# REQUEST
Could you edit the material below by replacing "pointer" with "locator" everywhere it appears, leaving everything else unchanged?

══ LISTED ENTRIES ══

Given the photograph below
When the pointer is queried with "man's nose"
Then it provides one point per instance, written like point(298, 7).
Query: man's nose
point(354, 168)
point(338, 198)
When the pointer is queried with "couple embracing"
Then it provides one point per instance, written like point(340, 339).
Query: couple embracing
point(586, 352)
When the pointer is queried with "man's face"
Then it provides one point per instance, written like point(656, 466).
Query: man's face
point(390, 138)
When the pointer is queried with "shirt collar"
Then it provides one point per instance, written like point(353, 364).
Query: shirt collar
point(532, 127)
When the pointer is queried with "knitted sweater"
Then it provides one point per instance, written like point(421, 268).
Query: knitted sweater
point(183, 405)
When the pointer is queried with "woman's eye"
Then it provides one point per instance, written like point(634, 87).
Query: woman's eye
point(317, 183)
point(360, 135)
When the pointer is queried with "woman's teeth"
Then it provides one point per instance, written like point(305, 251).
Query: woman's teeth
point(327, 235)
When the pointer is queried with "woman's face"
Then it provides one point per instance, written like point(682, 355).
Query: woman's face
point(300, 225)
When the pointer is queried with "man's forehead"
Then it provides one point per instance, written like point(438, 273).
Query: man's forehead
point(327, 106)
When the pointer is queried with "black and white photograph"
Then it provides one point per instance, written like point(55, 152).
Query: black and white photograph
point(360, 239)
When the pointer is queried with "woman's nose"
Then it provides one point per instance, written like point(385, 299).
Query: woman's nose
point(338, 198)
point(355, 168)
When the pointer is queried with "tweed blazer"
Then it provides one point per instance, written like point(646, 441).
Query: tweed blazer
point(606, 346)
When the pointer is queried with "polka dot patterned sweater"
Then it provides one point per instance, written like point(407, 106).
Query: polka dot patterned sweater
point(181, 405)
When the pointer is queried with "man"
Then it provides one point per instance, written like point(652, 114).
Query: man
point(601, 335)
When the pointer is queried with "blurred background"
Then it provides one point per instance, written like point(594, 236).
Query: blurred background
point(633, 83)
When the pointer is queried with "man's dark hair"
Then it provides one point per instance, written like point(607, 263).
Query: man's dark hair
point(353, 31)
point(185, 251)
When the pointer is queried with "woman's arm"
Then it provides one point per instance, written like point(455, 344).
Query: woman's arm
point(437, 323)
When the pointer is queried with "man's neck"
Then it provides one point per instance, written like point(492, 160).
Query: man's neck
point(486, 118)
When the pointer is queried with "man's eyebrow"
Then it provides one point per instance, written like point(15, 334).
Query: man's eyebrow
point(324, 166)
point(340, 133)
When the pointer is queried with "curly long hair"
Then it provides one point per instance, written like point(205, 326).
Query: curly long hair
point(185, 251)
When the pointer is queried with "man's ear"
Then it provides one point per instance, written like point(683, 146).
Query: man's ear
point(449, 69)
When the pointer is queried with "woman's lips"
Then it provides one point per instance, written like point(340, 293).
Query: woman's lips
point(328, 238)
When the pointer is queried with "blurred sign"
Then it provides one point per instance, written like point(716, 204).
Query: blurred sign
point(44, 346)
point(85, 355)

═══

# WRITTEN SOLUTION
Given the photograph below
When the locator is queried with "man's nose"
Then it provides one point per instance, written like point(298, 7).
Query: man's nose
point(354, 168)
point(338, 198)
When the locator is queried with "couple embracing"
Then it provides one point per instance, written like point(340, 339).
Query: couple embracing
point(586, 352)
When the locator is queried with "man's face"
Then it provides one point per instance, written like point(656, 466).
Query: man's face
point(390, 138)
When the locator is queried with "shirt collar"
Then it provides one point per instance, written like point(353, 364).
Query: shirt collar
point(532, 127)
When the locator is queried with "knitted sweater"
Then it provides one point per instance, written like point(421, 268).
Query: knitted sweater
point(183, 405)
When the locator is queried with "woman's eye"
Then it provides one point per instance, written like point(634, 87).
Query: woman's eye
point(317, 183)
point(360, 135)
When the locator is queried with "woman's teeth"
Then it provides one point per instance, written like point(305, 251).
Query: woman's teeth
point(327, 235)
When the locator is queried with "woman's face"
Then it provides one point per instance, written like point(682, 355).
Query: woman's face
point(300, 225)
When the locator is queried with "man's forehead"
Then it provides one point per instance, written like point(438, 273).
Query: man's forehead
point(327, 106)
When the locator is queried with "black and white photograph"
Then it provides one point per instance, written like point(55, 152).
Query: black and white photograph
point(360, 239)
When the locator is queried with "woman's nose"
Then it provides one point per instance, written like point(385, 299).
Query: woman's nose
point(338, 198)
point(355, 168)
When the locator is queried with "tweed blazer"
Then it provides one point per instance, written like point(646, 441).
Query: tweed blazer
point(606, 346)
When the locator is queried with "polka dot patterned sweater"
Then it provides one point per instance, written like point(407, 106).
Query: polka dot patterned sweater
point(181, 405)
When the locator is queried with "man"
Then it provides one point per instance, written like point(652, 114).
Query: man
point(601, 335)
When the locator is queried with "blurred background"
Then it provides one point per instance, written like point(594, 236).
Query: blurred background
point(633, 83)
When the locator is queried with "man's dark hair"
Then it provides one point per instance, written like point(607, 263).
Query: man's dark hair
point(353, 31)
point(185, 251)
When the locator is queried with "woman's arm"
Then it provides one point per instance, written like point(455, 344).
Query: woman's arm
point(437, 323)
When the locator is queried with "man's neck"
Then it provides one point per instance, written like point(492, 160).
Query: man's neck
point(486, 118)
When the locator is queried with "man's eyebrow"
Then it provides one point per instance, written like point(15, 334).
Query: man's eyebrow
point(324, 166)
point(340, 133)
When the locator is queried with "curly long hair"
Then it provides one point per instance, written like point(205, 326).
Query: curly long hair
point(185, 251)
When the locator is queried with "man's ear"
Then it provides one point per instance, written like point(683, 146).
Query: man's ear
point(449, 69)
When the locator is queried with "woman's lips"
Then it provides one point per instance, written like point(340, 293).
Query: woman's lips
point(328, 238)
When the locator is queried with "blurred sign"
Then it provides one point per instance, written like point(716, 204).
Query: blurred sign
point(44, 346)
point(85, 355)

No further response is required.